Passage:
·····

Another species of saw-fly, with a yellow body and deep violet-coloured wings, which also selects the rose-tree, deposits her eggs in a different manner. Instead of making a groove for each egg, like the preceding, she forms a large single groove, sufficient for about two dozen eggs. These eggs are all arranged in pairs, forming two straight lines parallel to the sides of the branch. The eggs, however, though thus deposited in a common groove, are carefully kept each in its place; for a ridge of the wood is left to prevent those on the right from touching those on the left—and not only so, but between each egg of a row a thin partition of wood is left, forming a shallow cell.
Nest of eggs of Saw-fly, in rose-tree.
The edges of this groove, it will be obvious, must be farther apart than those which only contain a single egg, and, in fact, the whole is open to inspection; but the eggs are kept from falling out, both by the frothy glue before mentioned, and by the walls of the cells containing them. They were observed also, by Vallisnieri, to increase in size like the preceding.
a a a, Saw-fly of the gooseberry (Nematus Ribesii, Stephens). b, its eggs on the nervures of a leaf. d d, the caterpillars eating. c, one rolled up. f, one extended.
[In the middle of summer, plenty of these grooves may be seen, by looking at the under lid of leaf-stalks or delicate young twigs. Row upon row of the grooves are sometimes found, so the all-destructive power of the insects must indeed be great. The larvæ, when full fed, dispose of themselves in various ways. Those of the gooseberry-fly, for example (Nematus Ribesii), after they have stripped the bush of its leaves, either seek the ground or remain on the branches, and spin a series of cocoons, attaching them to each branch by their ends. Those, therefore, who wish to destroy these little pests, must know both localities of the cocoons, or they will allow one half to escape while destroying the other.]
This insect has a flat yellow body and four pellucid wings, the two outer ones marked with brown on the edge. In April it issues from the pupa, which has lain under ground from the preceding September. The female of the gooseberry saw-fly does not, like some of the family, cut a groove in the branch to deposit her eggs;—“of what use, then,” asks Réaumur, “is her ovipositor-saw?” In order to satisfy himself on this point, he introduced a pair of the flies under a bell-glass along with a branch bent from a red-currant bush, that he might watch the process. The female immediately perambulated the leaves in search of a place suited to her purpose, and passing under a leaf began to lay, depositing six eggs within a quarter of an hour. Each time she placed herself as if she wished to cut into the leaf with her saw; but, upon taking out the leaf, the eggs appeared rather projecting than lodged in its substance. The caterpillars are hatched in two or three weeks; and they feed in company till after midsummer, frequently stripping both the leaves and fruit of an extensive plantation. The caterpillar has six legs and sixteen pro-legs, and is of a green colour mixed with yellow, and covered with minute black dots raised like shagreen. In its last skin it loses the black dots and becomes smooth and yellowish white. The Caledonian Horticultural Society have published a number of plans for destroying these caterpillars.
[Another remarkable mode of disposing of the pupa is shown in the accompanying illustration; it represents the nest of an exotic saw-fly, named Deilocenes Ellisii. In this instance, the numerous larvæ unite in spinning for themselves a common envelope of considerable strength; it is seen as it appears when attached to the branch of a tree. The material of which it is composed is the tough silken fibre spun by the larvæ of so many insects, which may be seen in perfection in the cocoons of the Microgaster. Two species of this curious group will be described in a future page.

·····

Given material:
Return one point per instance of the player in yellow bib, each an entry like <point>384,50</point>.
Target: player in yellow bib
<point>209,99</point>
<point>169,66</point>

·····

Actions to take:
A: Do the following statements agree with the saw-fly passage? Answer yes or no for each, quoting the words of the passage that decide it.
(i) The saw-fly with a yellow body and deep violet-colored wings makes a separate groove for each egg.
(ii) The gooseberry saw-fly comes out of the pupa in April.
(iii) The gooseberry saw-fly caterpillar has eight legs.
B: Echo the part of the saw-fly passage from "Another species of" up to and including "a shallow cell.", word for word.

Responses to the exercise:
A:
(i) No: "Instead of making a groove for each egg, like the preceding, she forms a large single groove, sufficient for about two dozen eggs."
(ii) Yes: "In April it issues from the pupa, which has lain under ground from the preceding September."
(iii) No: "The caterpillar has six legs and sixteen pro-legs"

B:
Another species of saw-fly, with a yellow body and deep violet-coloured wings, which also selects the rose-tree, deposits her eggs in a different manner. Instead of making a groove for each egg, like the preceding, she forms a large single groove, sufficient for about two dozen eggs. These eggs are all arranged in pairs, forming two straight lines parallel to the sides of the branch. The eggs, however, though thus deposited in a common groove, are carefully kept each in its place; for a ridge of the wood is left to prevent those on the right from touching those on the left—and not only so, but between each egg of a row a thin partition of wood is left, forming a shallow cell.